Given exercise:
Count the rows below that contain the word "located". Reply with the number alone.
-- START Record excerpts --
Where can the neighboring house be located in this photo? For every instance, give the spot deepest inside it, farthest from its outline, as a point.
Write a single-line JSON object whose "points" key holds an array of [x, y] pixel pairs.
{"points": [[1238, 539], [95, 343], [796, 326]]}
-- END Record excerpts --
-- START Record excerpts --
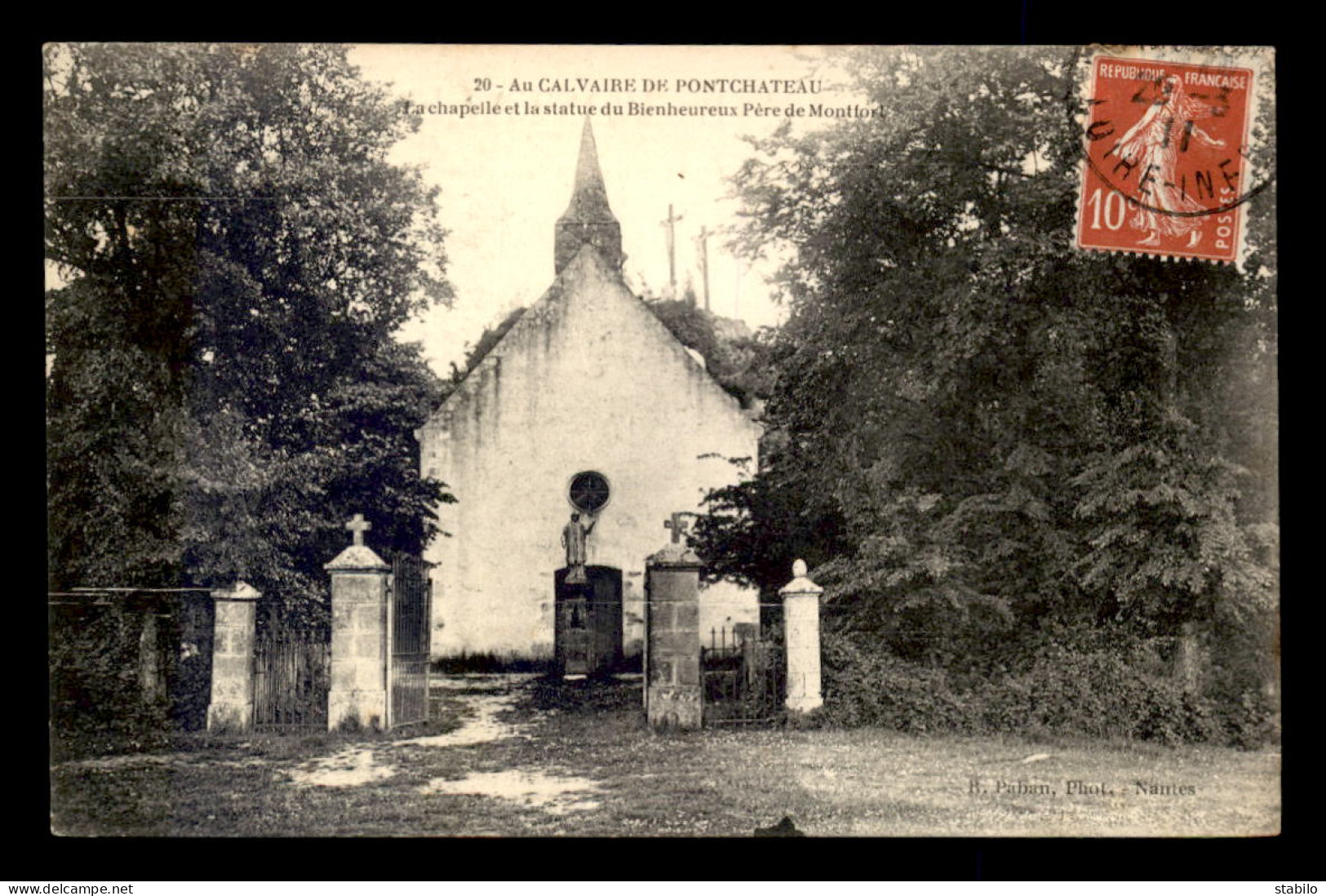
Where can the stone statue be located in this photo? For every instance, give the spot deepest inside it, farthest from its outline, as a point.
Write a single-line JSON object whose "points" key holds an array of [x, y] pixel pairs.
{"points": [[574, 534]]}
-- END Record excerpts --
-- START Record excerpts --
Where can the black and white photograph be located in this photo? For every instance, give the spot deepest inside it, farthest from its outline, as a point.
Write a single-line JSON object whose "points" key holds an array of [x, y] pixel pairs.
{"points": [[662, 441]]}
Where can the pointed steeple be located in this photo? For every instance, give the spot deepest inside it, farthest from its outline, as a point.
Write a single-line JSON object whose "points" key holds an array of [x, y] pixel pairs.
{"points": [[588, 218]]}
-- END Record excerpts --
Solution for this problem:
4